§ **PROMPT**
Answer with a bare number: the count of lines in the records below that have the word "even".

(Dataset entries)
====================

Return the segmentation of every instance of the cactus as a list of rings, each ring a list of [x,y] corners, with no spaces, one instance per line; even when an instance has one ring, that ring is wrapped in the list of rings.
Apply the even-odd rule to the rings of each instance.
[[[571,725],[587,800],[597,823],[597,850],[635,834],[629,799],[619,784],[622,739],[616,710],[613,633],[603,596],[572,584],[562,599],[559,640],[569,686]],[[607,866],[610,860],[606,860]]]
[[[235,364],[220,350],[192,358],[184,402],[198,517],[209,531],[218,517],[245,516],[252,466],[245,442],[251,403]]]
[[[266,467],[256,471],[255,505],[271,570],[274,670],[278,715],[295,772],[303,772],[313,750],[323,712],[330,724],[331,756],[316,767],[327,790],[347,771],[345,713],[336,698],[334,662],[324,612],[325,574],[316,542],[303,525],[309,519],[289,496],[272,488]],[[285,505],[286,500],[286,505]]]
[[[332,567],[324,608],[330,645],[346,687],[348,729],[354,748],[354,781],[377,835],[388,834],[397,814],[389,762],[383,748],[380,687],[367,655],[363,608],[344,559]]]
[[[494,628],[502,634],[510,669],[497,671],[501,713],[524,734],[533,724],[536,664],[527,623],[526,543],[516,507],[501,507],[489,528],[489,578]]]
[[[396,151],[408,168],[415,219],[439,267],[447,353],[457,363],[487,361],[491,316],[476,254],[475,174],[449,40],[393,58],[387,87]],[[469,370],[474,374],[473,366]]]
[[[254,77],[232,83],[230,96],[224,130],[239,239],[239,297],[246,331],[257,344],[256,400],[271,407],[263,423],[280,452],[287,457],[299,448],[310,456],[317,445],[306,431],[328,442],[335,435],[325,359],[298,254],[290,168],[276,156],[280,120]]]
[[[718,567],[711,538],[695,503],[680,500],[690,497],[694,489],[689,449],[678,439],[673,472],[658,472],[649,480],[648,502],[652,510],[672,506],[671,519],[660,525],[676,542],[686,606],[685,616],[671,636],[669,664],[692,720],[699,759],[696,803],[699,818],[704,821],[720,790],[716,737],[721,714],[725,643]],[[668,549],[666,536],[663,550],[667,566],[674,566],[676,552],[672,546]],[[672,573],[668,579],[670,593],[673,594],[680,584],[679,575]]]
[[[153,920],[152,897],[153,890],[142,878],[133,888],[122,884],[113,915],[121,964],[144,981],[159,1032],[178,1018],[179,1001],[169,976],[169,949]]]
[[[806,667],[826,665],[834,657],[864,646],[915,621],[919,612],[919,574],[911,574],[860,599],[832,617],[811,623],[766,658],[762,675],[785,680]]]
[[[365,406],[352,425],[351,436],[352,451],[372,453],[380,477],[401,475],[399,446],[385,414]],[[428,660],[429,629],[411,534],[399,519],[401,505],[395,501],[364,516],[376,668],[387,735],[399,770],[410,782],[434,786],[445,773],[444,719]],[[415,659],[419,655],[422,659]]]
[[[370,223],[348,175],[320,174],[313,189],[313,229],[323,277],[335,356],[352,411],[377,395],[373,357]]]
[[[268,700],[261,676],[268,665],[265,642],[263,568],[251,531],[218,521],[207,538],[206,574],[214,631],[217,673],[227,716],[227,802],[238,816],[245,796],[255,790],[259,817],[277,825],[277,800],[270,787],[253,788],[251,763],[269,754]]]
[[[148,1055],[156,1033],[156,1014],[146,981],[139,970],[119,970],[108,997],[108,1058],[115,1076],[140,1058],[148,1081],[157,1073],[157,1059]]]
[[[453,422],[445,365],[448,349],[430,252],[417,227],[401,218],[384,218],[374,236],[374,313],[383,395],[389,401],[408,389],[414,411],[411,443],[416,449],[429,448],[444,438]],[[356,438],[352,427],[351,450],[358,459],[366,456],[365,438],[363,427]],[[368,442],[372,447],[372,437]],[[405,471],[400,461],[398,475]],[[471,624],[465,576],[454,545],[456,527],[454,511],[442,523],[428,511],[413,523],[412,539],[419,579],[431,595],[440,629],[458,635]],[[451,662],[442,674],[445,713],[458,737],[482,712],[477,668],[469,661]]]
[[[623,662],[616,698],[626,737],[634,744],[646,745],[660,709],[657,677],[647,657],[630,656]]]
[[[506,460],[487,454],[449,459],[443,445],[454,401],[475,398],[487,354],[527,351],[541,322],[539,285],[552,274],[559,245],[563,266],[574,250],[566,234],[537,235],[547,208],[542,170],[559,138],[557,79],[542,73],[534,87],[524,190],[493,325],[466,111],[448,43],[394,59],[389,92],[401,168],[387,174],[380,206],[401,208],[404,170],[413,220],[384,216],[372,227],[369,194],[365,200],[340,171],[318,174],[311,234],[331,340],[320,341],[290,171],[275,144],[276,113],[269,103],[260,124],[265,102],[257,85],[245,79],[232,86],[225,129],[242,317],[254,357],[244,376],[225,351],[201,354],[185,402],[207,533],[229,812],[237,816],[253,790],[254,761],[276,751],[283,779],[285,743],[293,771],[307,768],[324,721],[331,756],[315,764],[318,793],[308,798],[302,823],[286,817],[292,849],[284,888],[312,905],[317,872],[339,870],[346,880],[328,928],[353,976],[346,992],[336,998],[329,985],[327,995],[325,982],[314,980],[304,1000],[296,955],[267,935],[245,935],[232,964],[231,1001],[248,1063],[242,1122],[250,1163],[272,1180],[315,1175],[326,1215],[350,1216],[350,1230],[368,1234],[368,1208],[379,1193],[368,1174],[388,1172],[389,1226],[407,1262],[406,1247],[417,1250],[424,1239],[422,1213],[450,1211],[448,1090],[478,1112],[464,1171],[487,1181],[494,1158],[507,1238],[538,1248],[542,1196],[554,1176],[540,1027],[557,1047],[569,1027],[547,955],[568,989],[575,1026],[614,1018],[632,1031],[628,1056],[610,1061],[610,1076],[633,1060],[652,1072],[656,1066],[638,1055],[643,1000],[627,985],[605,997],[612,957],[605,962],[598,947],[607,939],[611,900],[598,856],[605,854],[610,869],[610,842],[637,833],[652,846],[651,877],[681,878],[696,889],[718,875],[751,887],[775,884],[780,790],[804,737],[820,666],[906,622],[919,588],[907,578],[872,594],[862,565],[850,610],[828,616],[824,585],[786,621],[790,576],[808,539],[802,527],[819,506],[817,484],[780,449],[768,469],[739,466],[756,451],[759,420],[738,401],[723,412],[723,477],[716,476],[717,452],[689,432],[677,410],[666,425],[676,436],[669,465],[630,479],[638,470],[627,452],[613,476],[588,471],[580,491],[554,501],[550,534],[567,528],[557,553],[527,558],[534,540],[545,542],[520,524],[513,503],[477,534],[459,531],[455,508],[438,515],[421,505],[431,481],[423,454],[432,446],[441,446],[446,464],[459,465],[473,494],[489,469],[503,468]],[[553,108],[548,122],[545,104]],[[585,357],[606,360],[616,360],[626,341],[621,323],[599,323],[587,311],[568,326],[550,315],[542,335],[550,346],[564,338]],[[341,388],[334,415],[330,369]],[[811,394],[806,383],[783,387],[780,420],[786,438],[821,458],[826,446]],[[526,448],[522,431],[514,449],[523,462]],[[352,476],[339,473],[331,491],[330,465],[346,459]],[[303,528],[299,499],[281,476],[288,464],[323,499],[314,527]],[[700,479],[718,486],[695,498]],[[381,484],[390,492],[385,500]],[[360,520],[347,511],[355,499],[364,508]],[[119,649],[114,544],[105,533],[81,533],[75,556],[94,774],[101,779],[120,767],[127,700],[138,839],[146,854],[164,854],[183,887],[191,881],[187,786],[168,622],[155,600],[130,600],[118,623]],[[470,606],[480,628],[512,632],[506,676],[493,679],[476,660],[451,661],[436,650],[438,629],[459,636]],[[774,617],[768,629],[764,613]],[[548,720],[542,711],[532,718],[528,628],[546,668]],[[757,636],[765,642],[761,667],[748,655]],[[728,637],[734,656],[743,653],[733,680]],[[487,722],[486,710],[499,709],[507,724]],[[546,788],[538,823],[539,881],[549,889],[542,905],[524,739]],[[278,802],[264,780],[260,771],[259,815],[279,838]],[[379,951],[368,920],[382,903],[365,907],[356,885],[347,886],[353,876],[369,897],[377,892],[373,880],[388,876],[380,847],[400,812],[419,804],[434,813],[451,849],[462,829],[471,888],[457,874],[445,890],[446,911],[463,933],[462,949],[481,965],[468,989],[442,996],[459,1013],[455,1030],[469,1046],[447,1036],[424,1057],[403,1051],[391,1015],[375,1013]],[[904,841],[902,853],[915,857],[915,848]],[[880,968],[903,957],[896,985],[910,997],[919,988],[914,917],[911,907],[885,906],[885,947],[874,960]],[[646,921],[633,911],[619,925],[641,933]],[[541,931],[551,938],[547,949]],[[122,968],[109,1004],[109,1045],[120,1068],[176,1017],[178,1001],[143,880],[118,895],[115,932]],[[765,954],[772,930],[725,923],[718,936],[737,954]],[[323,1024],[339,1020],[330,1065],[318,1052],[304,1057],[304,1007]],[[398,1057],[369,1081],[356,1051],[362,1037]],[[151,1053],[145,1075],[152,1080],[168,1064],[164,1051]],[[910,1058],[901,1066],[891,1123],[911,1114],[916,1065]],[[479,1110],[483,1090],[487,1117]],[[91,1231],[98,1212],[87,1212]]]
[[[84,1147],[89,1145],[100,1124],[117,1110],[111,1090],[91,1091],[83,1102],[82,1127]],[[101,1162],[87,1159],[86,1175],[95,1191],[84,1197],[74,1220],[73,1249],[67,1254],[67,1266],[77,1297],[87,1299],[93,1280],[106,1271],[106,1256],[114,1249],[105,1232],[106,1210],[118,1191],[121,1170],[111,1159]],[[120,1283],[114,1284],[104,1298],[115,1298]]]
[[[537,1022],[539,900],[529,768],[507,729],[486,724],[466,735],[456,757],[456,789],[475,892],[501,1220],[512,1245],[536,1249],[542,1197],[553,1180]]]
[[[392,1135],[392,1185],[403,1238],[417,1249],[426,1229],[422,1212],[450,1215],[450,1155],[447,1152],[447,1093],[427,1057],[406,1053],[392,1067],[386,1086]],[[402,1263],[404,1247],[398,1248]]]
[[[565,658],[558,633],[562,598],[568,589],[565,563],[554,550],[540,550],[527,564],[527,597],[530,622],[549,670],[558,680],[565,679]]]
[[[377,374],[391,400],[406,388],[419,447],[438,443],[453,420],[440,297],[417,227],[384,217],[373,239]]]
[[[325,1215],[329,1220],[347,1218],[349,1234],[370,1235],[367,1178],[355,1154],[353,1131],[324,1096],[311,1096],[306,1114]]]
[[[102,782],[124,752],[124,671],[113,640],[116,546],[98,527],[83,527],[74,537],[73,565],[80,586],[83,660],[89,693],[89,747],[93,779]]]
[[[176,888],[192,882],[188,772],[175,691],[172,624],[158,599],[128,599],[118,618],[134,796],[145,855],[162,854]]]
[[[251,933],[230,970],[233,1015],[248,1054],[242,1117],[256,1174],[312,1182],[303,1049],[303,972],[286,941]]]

====================

§ **EXERCISE ANSWER**
2